## YOUR GOAL
Continue the letter about reopening Quebec elementary schools, starting right after its final sentence.

## EXERCISE TEXT
[Start of section]

Teachers and support staff called to the frontline

Updated: May 1, 2020

As the debate heats up over Quebec schools opening May 11, the Low Down received this poignant letter from a teacher at Wakefield Elementary:


As an elementary school teacher and a mother of young children, I am struggling to understand the rationale behind the hasty decision to open elementary schools, during the midst of a worldwide pandemic.

This has been a difficult time. At every turn of this crisis, we have been on the edge of our nerves. It has been a roller coaster of emotions, for everyone. Right now, my rollercoaster cart is dropping fast.

There was a press conference yesterday and I hoped it would answer many of my questions but it only generated frustration and more unanswered questions.

Throughout this pandemic, the message has been clear. To stay home and you will be safe. Now, teachers and support staff are being told to leave our homes and enter back into the classroom. There seems to be one message for teachers and support staff and a completely different message for the general public. Evidently, research on the virus is in its early stages and we clearly do not fully understand how it operates. So, why risk the health of children, teachers, support staff and their families? I hate to think of us as guinea pigs.

[End of section]

(Natural-language object grounding data)
[Start of section]

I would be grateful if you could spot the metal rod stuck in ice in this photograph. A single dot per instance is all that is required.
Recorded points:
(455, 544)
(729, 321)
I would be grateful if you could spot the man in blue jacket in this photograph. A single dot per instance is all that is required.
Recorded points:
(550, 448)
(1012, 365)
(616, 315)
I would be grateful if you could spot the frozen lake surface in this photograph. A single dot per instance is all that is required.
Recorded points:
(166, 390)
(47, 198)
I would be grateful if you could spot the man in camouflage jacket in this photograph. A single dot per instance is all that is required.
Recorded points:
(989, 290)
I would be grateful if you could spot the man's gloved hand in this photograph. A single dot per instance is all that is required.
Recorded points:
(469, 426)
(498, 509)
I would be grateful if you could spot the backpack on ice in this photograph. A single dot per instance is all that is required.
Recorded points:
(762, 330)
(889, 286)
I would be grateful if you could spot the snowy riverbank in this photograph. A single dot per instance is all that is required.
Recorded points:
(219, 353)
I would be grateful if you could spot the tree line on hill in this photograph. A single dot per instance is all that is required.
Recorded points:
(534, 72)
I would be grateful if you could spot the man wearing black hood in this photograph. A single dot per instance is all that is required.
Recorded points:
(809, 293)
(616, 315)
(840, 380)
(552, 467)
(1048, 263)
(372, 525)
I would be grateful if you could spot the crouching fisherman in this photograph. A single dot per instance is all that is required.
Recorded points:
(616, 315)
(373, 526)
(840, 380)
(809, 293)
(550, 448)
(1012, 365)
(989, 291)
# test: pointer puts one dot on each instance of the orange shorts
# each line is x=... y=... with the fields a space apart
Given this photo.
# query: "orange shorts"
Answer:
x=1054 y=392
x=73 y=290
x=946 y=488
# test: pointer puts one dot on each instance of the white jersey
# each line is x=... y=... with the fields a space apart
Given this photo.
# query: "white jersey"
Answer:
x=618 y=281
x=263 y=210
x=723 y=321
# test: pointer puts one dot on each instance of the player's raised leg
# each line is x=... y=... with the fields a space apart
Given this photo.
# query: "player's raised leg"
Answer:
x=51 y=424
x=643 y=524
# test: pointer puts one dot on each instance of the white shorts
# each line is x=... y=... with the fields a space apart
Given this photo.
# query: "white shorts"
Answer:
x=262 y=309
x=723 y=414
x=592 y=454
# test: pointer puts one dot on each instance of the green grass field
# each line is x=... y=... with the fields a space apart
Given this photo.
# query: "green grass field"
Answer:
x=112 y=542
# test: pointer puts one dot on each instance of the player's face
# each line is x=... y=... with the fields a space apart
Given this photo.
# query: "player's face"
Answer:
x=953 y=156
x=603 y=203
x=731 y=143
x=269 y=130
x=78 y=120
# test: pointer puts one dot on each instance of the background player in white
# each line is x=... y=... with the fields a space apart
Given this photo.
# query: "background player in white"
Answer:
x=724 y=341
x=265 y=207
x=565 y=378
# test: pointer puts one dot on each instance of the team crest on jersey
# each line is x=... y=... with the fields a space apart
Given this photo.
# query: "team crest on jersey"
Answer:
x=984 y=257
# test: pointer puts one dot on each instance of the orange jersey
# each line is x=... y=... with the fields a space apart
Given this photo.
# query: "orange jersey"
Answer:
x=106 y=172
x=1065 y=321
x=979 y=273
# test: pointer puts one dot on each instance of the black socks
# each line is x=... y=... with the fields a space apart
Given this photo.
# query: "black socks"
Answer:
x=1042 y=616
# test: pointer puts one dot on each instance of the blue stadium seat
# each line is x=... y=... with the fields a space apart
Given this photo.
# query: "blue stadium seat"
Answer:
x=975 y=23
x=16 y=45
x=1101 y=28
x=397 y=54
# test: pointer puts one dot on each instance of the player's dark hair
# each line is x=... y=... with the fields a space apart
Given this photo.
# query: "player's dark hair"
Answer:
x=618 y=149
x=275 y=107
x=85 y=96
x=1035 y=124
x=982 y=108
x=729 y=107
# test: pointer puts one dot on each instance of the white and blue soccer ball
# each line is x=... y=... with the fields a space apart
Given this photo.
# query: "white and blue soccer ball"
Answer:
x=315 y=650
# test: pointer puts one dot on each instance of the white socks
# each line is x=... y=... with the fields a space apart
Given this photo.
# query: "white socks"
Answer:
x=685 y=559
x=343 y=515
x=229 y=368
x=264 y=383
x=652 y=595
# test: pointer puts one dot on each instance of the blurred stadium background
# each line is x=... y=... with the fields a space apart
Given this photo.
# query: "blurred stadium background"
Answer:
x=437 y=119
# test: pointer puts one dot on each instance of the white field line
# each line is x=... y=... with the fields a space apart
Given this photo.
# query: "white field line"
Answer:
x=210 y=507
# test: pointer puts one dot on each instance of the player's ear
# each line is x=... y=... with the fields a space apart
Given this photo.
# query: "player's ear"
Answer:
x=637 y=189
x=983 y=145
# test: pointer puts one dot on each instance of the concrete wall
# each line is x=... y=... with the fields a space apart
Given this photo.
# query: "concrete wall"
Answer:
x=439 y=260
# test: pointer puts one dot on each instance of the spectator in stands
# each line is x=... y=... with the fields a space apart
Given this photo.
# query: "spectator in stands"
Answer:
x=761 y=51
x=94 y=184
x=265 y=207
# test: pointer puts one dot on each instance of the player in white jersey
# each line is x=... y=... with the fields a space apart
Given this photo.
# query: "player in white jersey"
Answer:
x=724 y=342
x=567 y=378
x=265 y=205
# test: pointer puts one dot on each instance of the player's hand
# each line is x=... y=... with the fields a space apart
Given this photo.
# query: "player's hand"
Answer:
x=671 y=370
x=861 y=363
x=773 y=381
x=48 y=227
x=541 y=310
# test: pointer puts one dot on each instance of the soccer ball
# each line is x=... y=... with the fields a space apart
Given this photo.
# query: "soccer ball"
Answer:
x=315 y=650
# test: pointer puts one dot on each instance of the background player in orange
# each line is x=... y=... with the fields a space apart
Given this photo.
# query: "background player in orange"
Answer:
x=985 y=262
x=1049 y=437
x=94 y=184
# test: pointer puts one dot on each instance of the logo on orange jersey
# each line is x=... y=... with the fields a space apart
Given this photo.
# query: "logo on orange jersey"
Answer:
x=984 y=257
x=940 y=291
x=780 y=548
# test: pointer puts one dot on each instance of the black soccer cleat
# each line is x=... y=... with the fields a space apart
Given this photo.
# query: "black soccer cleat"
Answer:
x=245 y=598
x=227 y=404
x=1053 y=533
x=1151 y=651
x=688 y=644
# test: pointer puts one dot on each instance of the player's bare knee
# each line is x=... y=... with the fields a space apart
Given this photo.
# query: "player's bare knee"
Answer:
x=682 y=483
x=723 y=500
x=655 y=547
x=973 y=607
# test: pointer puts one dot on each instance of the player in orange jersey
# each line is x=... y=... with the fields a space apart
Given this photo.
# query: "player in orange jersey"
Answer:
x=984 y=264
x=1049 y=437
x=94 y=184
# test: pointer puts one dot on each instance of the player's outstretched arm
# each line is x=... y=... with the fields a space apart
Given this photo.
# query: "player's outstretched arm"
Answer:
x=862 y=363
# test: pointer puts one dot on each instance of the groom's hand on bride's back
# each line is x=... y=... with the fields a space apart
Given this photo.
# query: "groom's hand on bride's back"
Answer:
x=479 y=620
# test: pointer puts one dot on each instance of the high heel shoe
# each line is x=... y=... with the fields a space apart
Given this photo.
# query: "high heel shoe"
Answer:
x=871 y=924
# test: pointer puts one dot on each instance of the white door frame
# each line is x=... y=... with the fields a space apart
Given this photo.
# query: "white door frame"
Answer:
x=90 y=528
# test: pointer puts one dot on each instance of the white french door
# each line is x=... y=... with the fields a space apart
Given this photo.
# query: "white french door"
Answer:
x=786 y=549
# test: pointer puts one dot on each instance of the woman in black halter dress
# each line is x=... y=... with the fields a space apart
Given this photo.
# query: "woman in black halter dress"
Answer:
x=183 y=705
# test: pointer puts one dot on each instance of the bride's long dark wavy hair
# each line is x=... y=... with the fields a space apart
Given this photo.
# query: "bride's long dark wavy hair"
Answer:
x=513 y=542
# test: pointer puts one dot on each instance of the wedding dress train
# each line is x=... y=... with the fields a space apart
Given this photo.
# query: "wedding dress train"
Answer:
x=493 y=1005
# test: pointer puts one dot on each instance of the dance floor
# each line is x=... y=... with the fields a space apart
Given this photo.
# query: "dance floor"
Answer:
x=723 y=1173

[End of section]

## TASK RESULT
Before the pandemic schools were suffering. Teachers and parents; funding school supplies. Teachers having to buy basic necessities like soap and cleaning products for their classroom, janitors having the amount of cleaning solution they used monitored. Many students in regular classrooms with individualized education programs and special needs not being able to access services that they need. A lack of support staff for maintenance and cleaning of schools. Students squashed into classrooms like sardines in a can and finally the lack of teachers and substitute teachers.

Ministers mention the importance of "learning" but how can this be learning? The environment you are asking us to set up is clearly not conducive to learning. It will be a melting pot of anxiety and stress. We won’t be teaching we will be managing how students move, or don’t move, and keeping up with constant disinfecting. All our best teaching practices are taken away with social distancing. As teachers, we do not stand in front of the classroom and lecture to rows. This teaching method is ineffective and outdated. To ask young students to conform to the two-meter social distancing rule will be impossible. Children are naturally tactile and social little people. I question how all of this will affect the mental health of students and staff.

Similar to the health care sector the education sector has been suffering from lack of funding and investment. The lack of investment in schools has made conditions bad but during a crisis like this, it will make conditions dire.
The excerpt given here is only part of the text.